REQUIREMENT: Convert every line of the items below into a Markdown table with the columns Row and Line, numbering each row and skipping blank lines. Omit the pictures from the table.

DATA PROVIDED:
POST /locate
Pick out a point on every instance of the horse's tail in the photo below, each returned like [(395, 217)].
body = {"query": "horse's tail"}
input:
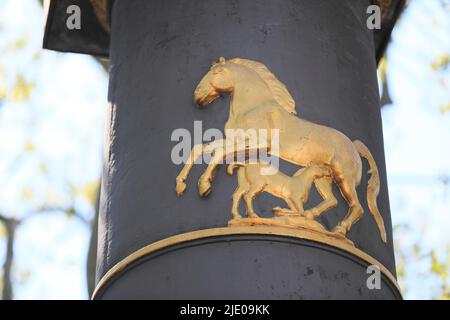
[(373, 187), (234, 165)]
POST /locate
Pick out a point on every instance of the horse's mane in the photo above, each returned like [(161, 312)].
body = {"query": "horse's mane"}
[(278, 89)]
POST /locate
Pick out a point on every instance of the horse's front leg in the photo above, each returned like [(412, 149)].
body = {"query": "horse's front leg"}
[(197, 151)]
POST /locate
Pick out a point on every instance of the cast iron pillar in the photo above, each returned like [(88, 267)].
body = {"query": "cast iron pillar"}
[(154, 244)]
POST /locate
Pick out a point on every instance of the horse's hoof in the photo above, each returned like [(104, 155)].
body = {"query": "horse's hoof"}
[(204, 188), (180, 188), (340, 229)]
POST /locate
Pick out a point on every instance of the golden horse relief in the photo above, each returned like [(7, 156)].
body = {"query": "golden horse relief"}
[(259, 101)]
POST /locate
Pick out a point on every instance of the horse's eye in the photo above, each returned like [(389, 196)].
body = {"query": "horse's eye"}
[(217, 70)]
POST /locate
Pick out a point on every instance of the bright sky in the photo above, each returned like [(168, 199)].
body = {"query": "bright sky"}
[(64, 120)]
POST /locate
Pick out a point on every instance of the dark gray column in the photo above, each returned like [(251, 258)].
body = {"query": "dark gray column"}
[(324, 53)]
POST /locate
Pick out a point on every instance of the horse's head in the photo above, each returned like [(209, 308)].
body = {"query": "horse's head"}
[(216, 81)]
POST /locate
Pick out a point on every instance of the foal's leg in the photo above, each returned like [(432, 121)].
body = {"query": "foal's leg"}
[(355, 211), (325, 187), (197, 151), (249, 196)]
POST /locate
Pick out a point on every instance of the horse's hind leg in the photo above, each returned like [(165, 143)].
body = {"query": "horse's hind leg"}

SOLUTION FOR THIS EXERCISE:
| Row | Line |
|---|---|
| 1 | POST /locate |
| 2 | Pick out a point on every instance of the horse's tail in the photo below, each returned like [(395, 217)]. |
| 3 | body = {"query": "horse's tail"} |
| 4 | input: |
| 5 | [(373, 187), (234, 165)] |
| 6 | POST /locate |
| 7 | Pick out a point on every instance of the horse's mane in the photo above, each returned like [(161, 312)]. |
| 8 | body = {"query": "horse's mane"} |
| 9 | [(278, 89)] |
| 10 | POST /locate |
| 11 | Pick out a point on every instance of the horse's front leg in the photo above, each returned like [(412, 149)]. |
| 12 | body = {"query": "horse's front leg"} |
| 13 | [(197, 151)] |
| 14 | POST /locate |
| 15 | Pick out a point on every instance of the cast iron pillar in the photo above, each returned like [(88, 267)]. |
| 16 | body = {"query": "cast iron pillar"} |
| 17 | [(154, 244)] |
| 18 | POST /locate |
| 19 | Pick out a point on every instance of the horse's hoof in the photo above, each returned like [(104, 155)]. |
| 20 | body = {"query": "horse's hoof"} |
| 21 | [(204, 188), (180, 188), (340, 229)] |
| 22 | POST /locate |
| 23 | Pick out a point on every instance of the golden horse relief in the photo above, each returned like [(7, 156)]. |
| 24 | body = {"query": "golden horse relief"} |
| 25 | [(259, 101)] |
| 26 | POST /locate |
| 27 | Pick out a point on every instance of the horse's eye in the photo above, each returned like [(389, 196)]. |
| 28 | body = {"query": "horse's eye"} |
| 29 | [(217, 70)] |
| 30 | POST /locate |
| 31 | Pick out a point on every instance of the bright sky in the photo above, each returned like [(168, 199)]. |
| 32 | body = {"query": "bright sky"} |
| 33 | [(64, 120)] |
| 34 | POST /locate |
| 35 | Pick out a point on every instance of the dark gray column in the photo above, each returned like [(251, 258)]. |
| 36 | body = {"query": "dark gray column"} |
| 37 | [(324, 53)] |
| 38 | POST /locate |
| 39 | Pick out a point on every instance of the horse's head in the photo above, each returned like [(209, 308)]. |
| 40 | body = {"query": "horse's head"} |
| 41 | [(216, 81)] |
| 42 | POST /locate |
| 43 | Pick out a point on every instance of the foal's leg in the photo above, each returned like [(432, 121)]. |
| 44 | body = {"query": "foal's leg"} |
| 45 | [(355, 211), (325, 187), (197, 151), (249, 196)] |
| 46 | POST /locate |
| 47 | Pick out a point on every instance of the horse's hind leg in the photo above, each returned like [(165, 143)]. |
| 48 | body = {"query": "horse's hind leg"} |